Supplied passage =>
To subscribe to updates watch my GitHub repository. New posts get added as pull requests.

Scaling incident management for small and large organizations

31 Oct 2017

Introduction

This write-up is a way of managing incidents and outages (there are many other ways). An incident or outage can be anything which negatively affects productivity or costs a company’s revenue. Such as a website being down. I will mainly be discussing the process and not tools. I will assume the following tools are available.

  • An issue tracker (typically used to track work in an organization).

  • Communication channels (typically instant messaging chat or email mailing lists). Whatever the norms are for an organization to communicate internally to employees and externally to customers. Collaboration tools fall under this category.

Coordinating incident management may not always be straightforward for young organizations. In my experience, I’ve been a part of good incident management and also participated in bad incident management. This post is about some of my highlights for incident management. Here are some points to think about:

  • Teams within an organization should work together to help speed the resolution of an outage and help take stress off of the individual who is resolving the outage.

  • Assign roles to different people so that they can work asynchronous to each other where possible.

  • Adhere to the duties of the role. Concentration and focus can quickly and easily be taken away from resolving an incident. It helps to define roles, assign roles, and when a person is assigned a role they avoid going outside of their boundaries to help maintain focus to a speedy resolution.

Defining roles

Here are some ideas for roles which can operate independently by different people. Note: some people can take on multiple roles where it makes sense or based on the size of the team. The idea here is to scale these roles out to even major outages. Each role does not necessarily need to be comprised of people from the same team.

  • Incident Lead - Defines communication channels and engages stakeholders for appropriate action and updates. Also assigns roles when needed.

  • Technical Lead - The person leading the charge on fixing the problem. They’re in the terminal, looking at any logs, and actively resolving the outage.

  • Technical Assist - A support role and backup for the Technical Lead. Supports troubleshooting by assisting the Technical Lead when asked to do things. Perhaps, troubleshooting a different route than the Technical Lead without adversely affecting their efforts.

  • Scribe - Keeps minute notes for ongoing events and tags a timestamp with each event so that a timeline of events is documented.

  • Communication Lead - Fields all end user questions in chat channels and email. Summarizes regular status and updates to users every 30-60 minutes and communicates the news to users via a pre-determined communication channel.

Your instructions => Decide whether each statement agrees with the incident management write-up. Answer yes or no, and quote the deciding words from the write-up. (a) The Communication Lead sends users status updates every 30-60 minutes. (b) Each role must be filled by people from the same team. (c) The write-up focuses mainly on tools rather than process. The entries after this point are separate material and not part of the incident management write-up.

Raw records =>
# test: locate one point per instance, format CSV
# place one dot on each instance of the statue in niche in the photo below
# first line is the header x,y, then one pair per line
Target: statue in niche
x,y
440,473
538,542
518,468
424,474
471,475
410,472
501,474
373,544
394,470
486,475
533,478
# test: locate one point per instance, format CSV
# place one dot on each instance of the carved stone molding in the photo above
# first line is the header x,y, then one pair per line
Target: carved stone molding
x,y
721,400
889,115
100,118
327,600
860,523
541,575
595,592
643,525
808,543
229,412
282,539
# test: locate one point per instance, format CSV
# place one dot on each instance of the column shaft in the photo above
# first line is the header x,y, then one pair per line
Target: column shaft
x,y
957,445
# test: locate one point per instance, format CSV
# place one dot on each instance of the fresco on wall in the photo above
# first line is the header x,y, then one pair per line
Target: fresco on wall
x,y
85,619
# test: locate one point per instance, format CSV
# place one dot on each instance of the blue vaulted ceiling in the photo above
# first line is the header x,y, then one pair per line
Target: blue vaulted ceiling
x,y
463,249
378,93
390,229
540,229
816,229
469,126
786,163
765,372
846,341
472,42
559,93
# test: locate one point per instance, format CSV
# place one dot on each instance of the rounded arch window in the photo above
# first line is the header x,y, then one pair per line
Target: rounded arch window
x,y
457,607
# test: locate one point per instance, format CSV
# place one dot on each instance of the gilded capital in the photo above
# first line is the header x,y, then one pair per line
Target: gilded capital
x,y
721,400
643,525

==

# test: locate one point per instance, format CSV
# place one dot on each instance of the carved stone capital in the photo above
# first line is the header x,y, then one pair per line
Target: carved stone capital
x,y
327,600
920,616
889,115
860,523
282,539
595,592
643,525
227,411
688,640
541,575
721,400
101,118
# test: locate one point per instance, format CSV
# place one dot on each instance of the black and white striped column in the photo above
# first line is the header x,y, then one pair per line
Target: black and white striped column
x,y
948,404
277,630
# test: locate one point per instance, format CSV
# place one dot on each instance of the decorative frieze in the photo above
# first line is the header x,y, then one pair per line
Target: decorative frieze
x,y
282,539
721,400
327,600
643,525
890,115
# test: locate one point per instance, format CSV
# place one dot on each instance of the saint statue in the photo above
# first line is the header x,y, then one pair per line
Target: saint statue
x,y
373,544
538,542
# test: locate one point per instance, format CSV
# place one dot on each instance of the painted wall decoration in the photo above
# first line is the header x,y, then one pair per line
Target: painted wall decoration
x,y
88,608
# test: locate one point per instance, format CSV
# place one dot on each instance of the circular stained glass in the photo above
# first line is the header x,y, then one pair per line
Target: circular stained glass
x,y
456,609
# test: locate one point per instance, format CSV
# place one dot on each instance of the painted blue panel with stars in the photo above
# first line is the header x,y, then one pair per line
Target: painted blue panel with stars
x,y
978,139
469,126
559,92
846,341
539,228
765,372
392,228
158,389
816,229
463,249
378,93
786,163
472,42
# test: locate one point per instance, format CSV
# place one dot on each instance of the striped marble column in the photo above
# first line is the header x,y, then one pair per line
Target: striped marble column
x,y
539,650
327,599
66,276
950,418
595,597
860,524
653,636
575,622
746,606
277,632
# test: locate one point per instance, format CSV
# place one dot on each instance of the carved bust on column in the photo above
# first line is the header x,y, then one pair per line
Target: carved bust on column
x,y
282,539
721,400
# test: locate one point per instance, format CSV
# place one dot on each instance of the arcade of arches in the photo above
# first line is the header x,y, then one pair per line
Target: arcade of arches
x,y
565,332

Solution to this problem =>
(a) Yes: "Summarizes regular status and updates to users every 30-60 minutes"
(b) No: "Each role does not necessarily need to be comprised of people from the same team."
(c) No: "I will mainly be discussing the process and not tools."